[Records for processing — start]
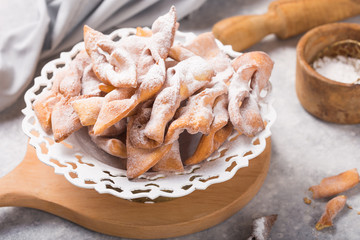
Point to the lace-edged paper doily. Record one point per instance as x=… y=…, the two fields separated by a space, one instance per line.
x=86 y=166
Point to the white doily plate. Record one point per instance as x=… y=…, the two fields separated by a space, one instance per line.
x=86 y=166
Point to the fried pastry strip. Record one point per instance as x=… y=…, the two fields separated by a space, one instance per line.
x=197 y=115
x=262 y=227
x=109 y=140
x=64 y=119
x=140 y=160
x=220 y=130
x=333 y=207
x=149 y=57
x=67 y=82
x=336 y=184
x=253 y=70
x=183 y=80
x=43 y=107
x=136 y=132
x=88 y=109
x=171 y=162
x=115 y=110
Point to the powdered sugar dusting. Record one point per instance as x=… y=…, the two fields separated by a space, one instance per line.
x=340 y=68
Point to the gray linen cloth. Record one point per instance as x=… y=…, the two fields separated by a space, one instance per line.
x=34 y=30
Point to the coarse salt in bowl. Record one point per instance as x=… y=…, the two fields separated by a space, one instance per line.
x=86 y=166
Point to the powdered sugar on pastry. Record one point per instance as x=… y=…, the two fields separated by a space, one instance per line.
x=171 y=162
x=197 y=115
x=182 y=81
x=219 y=132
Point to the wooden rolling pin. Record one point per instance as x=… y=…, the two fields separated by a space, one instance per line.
x=285 y=18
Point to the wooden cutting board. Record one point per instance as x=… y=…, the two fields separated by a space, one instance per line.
x=35 y=185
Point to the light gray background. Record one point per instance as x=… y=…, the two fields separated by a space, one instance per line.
x=304 y=151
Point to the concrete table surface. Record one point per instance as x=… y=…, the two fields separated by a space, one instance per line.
x=304 y=151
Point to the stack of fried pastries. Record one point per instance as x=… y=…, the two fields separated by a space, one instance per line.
x=137 y=95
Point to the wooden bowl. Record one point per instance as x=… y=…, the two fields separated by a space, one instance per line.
x=324 y=98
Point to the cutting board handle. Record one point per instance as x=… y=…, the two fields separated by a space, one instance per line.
x=285 y=18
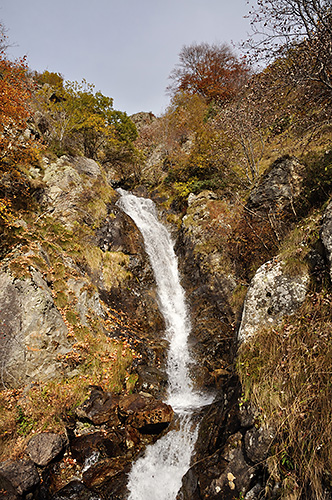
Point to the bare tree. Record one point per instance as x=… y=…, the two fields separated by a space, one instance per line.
x=297 y=30
x=210 y=71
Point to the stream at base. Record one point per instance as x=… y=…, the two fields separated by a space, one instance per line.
x=158 y=474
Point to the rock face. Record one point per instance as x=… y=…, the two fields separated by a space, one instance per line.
x=209 y=286
x=18 y=478
x=45 y=447
x=33 y=332
x=101 y=407
x=326 y=234
x=271 y=295
x=145 y=413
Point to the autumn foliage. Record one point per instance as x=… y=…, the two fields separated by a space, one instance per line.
x=210 y=71
x=16 y=151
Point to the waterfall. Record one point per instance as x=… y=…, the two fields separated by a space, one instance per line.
x=158 y=475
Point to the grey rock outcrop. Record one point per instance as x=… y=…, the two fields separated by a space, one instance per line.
x=272 y=294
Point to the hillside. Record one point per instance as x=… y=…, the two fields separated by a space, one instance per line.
x=241 y=177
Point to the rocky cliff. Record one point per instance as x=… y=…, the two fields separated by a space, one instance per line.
x=82 y=358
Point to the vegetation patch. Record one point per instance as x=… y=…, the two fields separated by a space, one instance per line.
x=286 y=372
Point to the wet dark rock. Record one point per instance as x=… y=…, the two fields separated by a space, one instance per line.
x=33 y=331
x=220 y=420
x=224 y=475
x=18 y=478
x=45 y=447
x=104 y=470
x=107 y=444
x=326 y=234
x=145 y=413
x=101 y=407
x=196 y=482
x=119 y=233
x=75 y=490
x=272 y=294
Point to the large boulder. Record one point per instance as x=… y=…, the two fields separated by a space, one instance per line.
x=33 y=332
x=272 y=294
x=224 y=475
x=279 y=188
x=45 y=447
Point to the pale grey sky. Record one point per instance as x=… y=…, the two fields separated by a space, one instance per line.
x=126 y=48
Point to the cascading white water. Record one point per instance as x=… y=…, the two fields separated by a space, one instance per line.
x=158 y=475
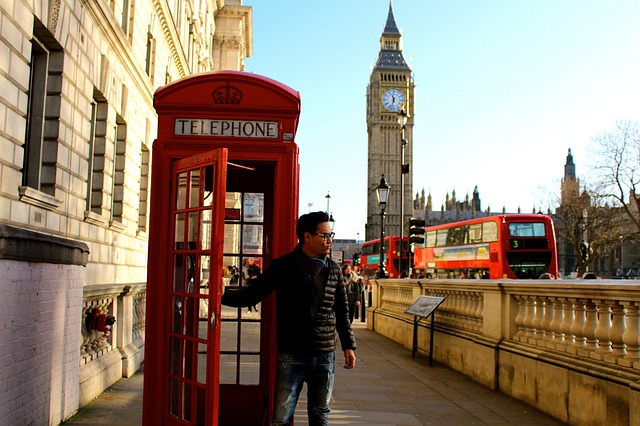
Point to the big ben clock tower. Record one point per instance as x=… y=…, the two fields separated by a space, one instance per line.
x=390 y=89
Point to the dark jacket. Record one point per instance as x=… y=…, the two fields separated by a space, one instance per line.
x=353 y=285
x=311 y=303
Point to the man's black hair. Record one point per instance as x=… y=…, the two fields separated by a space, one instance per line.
x=309 y=223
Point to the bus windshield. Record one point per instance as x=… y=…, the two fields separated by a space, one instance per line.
x=526 y=229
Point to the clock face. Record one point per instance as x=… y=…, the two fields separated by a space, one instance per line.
x=392 y=100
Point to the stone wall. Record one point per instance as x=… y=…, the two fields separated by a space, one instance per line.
x=569 y=348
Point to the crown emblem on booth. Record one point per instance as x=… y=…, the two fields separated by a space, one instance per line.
x=227 y=95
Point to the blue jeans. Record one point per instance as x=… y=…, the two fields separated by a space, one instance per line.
x=293 y=370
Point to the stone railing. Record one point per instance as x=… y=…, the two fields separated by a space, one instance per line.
x=108 y=354
x=569 y=348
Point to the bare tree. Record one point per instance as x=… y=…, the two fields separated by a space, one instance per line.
x=587 y=223
x=616 y=163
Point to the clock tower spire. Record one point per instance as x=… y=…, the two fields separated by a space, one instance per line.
x=391 y=89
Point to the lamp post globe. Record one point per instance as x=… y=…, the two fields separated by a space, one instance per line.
x=382 y=192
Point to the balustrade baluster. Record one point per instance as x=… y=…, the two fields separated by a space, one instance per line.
x=537 y=322
x=556 y=320
x=469 y=311
x=631 y=336
x=546 y=321
x=589 y=329
x=479 y=311
x=579 y=341
x=529 y=319
x=618 y=348
x=568 y=319
x=519 y=319
x=602 y=330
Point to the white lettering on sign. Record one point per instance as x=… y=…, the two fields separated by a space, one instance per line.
x=232 y=128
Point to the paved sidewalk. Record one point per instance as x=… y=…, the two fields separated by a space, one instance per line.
x=387 y=387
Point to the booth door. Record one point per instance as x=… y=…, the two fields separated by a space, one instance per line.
x=247 y=345
x=193 y=296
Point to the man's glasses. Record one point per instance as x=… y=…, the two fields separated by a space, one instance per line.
x=326 y=235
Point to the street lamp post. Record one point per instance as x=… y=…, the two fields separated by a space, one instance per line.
x=402 y=118
x=382 y=191
x=328 y=197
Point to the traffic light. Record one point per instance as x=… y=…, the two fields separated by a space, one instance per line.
x=416 y=231
x=584 y=251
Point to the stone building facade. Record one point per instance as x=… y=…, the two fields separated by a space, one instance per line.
x=76 y=130
x=391 y=88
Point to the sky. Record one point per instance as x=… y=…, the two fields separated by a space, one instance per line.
x=503 y=90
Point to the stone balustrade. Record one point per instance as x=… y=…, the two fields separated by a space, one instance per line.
x=108 y=355
x=570 y=348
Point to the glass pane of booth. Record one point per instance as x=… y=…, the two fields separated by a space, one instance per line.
x=253 y=207
x=243 y=253
x=194 y=188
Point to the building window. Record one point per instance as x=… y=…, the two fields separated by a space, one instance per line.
x=97 y=153
x=143 y=205
x=45 y=85
x=117 y=205
x=150 y=60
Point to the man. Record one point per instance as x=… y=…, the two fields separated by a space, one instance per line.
x=311 y=305
x=353 y=285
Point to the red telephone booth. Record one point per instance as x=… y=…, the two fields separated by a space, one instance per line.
x=224 y=197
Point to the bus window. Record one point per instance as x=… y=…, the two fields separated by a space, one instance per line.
x=526 y=229
x=430 y=239
x=489 y=232
x=475 y=233
x=457 y=236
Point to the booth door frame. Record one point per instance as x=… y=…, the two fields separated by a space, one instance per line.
x=191 y=396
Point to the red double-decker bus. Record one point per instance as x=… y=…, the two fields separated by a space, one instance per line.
x=518 y=246
x=370 y=256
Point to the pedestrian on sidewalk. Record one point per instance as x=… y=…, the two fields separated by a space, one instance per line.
x=353 y=285
x=311 y=306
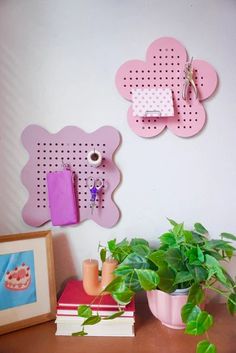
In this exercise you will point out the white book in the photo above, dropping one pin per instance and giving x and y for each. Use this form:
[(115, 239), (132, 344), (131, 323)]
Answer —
[(79, 320), (74, 312)]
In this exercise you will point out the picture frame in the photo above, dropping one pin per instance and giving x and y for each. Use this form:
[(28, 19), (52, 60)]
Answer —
[(27, 280)]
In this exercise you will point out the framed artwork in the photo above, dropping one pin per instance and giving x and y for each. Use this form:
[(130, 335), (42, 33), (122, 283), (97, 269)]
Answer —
[(27, 281)]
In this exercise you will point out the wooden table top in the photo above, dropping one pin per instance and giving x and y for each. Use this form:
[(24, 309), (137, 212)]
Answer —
[(151, 337)]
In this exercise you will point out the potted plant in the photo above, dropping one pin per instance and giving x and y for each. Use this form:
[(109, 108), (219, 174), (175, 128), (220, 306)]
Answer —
[(185, 260)]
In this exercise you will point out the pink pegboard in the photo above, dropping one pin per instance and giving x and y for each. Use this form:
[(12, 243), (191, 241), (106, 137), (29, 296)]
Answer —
[(71, 144), (164, 67)]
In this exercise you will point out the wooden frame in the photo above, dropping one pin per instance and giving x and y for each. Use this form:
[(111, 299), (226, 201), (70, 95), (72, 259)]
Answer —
[(39, 303)]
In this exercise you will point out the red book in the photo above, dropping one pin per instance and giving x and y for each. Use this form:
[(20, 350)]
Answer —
[(74, 295)]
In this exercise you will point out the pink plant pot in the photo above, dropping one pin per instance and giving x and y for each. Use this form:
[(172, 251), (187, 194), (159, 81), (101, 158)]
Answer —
[(167, 307)]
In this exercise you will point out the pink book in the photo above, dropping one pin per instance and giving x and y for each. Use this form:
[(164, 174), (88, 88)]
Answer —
[(74, 295), (61, 194)]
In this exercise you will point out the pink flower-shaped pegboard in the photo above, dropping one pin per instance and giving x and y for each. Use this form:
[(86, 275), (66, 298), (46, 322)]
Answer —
[(164, 67), (70, 145)]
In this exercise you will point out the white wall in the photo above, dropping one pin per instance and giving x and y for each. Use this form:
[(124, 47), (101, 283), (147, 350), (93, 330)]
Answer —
[(55, 53)]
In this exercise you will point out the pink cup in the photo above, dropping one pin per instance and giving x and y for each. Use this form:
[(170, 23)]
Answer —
[(167, 307)]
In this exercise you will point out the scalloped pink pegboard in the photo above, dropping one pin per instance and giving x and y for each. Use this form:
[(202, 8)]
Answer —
[(164, 67), (71, 144)]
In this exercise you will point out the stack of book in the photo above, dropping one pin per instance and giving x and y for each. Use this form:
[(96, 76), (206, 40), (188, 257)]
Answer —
[(68, 321)]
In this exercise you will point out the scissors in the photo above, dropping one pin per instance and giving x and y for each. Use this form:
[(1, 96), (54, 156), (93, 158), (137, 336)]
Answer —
[(95, 186), (189, 81)]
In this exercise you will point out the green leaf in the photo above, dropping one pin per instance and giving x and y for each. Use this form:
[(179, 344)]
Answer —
[(139, 241), (80, 333), (219, 244), (192, 255), (189, 312), (168, 239), (141, 249), (135, 261), (174, 259), (228, 236), (167, 279), (196, 294), (84, 311), (178, 229), (197, 238), (132, 282), (122, 270), (205, 347), (103, 254), (231, 303), (172, 222), (183, 276), (124, 297), (148, 279), (200, 228), (111, 245), (113, 316), (188, 236), (200, 325), (200, 254), (158, 257), (117, 285), (199, 273), (92, 320), (215, 269)]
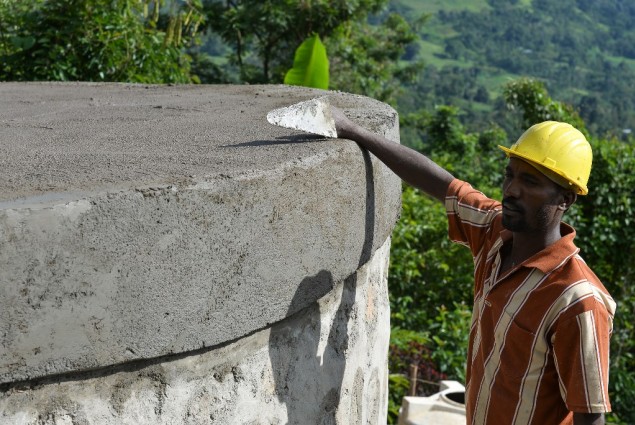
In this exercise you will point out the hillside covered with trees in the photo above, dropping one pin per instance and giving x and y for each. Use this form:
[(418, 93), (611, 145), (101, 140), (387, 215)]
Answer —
[(582, 50), (464, 75)]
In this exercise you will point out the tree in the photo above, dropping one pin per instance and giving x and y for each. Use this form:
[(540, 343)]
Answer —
[(262, 35), (97, 40)]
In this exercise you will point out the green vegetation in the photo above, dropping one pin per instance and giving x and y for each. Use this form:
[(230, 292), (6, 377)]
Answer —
[(582, 50), (491, 69), (97, 40)]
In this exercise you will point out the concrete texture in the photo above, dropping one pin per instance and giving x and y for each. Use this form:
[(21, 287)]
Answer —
[(322, 365), (141, 225)]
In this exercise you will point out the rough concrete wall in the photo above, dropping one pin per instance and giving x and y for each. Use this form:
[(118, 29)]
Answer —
[(325, 364), (167, 256)]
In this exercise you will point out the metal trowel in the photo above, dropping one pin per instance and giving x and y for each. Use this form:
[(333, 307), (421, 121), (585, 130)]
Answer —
[(313, 116)]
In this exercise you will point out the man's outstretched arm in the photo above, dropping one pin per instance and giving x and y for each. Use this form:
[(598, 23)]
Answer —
[(588, 419), (411, 166)]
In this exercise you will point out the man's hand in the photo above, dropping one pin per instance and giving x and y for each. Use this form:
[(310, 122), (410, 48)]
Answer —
[(411, 166), (588, 419)]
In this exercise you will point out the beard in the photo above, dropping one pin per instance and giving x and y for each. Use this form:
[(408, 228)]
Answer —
[(521, 224)]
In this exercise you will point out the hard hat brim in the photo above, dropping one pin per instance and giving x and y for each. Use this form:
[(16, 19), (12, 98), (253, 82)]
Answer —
[(580, 190)]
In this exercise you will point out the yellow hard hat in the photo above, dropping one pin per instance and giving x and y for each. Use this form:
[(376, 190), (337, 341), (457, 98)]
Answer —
[(559, 151)]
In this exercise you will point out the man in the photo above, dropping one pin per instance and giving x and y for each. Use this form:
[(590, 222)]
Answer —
[(541, 323)]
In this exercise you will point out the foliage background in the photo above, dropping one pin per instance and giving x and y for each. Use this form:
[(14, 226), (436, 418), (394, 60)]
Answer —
[(464, 76)]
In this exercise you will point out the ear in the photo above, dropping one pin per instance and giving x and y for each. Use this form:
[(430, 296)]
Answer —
[(568, 198)]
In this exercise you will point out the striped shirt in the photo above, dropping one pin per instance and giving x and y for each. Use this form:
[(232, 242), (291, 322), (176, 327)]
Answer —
[(539, 339)]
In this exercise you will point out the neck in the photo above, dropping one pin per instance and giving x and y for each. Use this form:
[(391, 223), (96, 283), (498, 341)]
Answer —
[(524, 245)]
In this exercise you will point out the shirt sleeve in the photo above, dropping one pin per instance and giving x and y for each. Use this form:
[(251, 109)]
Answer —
[(581, 352), (470, 214)]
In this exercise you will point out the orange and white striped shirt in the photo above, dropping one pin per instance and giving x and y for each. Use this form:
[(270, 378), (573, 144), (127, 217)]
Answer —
[(539, 340)]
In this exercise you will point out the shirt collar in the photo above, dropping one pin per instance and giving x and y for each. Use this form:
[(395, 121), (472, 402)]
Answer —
[(555, 254)]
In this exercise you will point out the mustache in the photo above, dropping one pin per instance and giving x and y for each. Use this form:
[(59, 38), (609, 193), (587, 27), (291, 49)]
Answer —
[(511, 204)]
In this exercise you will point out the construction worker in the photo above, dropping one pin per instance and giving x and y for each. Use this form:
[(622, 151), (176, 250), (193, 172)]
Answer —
[(539, 341)]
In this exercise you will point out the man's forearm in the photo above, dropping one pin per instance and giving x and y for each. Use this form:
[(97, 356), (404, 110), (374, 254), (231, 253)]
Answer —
[(588, 419), (411, 166)]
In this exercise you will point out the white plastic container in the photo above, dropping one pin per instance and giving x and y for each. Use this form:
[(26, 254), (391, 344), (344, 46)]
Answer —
[(446, 407)]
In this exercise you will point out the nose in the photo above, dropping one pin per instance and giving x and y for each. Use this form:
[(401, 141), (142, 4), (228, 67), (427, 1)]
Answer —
[(511, 188)]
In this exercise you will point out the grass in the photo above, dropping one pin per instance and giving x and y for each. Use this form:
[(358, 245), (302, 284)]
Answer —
[(433, 6)]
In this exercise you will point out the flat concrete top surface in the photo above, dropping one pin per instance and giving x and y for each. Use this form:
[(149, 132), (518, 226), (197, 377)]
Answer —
[(57, 138), (144, 221)]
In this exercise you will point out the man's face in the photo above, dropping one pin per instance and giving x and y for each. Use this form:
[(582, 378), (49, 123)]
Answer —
[(530, 199)]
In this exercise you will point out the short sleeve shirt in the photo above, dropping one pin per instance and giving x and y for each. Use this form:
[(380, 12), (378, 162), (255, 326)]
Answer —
[(539, 340)]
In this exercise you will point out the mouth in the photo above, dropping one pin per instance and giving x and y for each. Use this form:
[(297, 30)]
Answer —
[(510, 208)]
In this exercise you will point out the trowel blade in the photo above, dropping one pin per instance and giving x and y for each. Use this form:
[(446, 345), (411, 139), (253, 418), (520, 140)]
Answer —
[(313, 116)]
[Records for processing — finish]
- [Exercise instructions]:
Please give an exact copy of the lines above, beginning with the line containing "In this exercise you will point out the short" and running through the line containing "In this exercise you will point out the trowel", and of no other lines.

- [Solution]:
In this exercise you will point out the short sleeve shirt in the photo above, dropping one pin per instance and giving x and y for each. Use this form:
[(380, 12), (378, 162), (255, 326)]
Answer —
[(539, 340)]
In this exercise you will point out the mouth in the photo above, dropping one pin per instance and giving x and y for each. Use this form:
[(297, 30)]
Answer —
[(510, 208)]
In this exercise you will point out the trowel blade in the photo above, dropping one pin per instance and giving x and y for each. Use this form:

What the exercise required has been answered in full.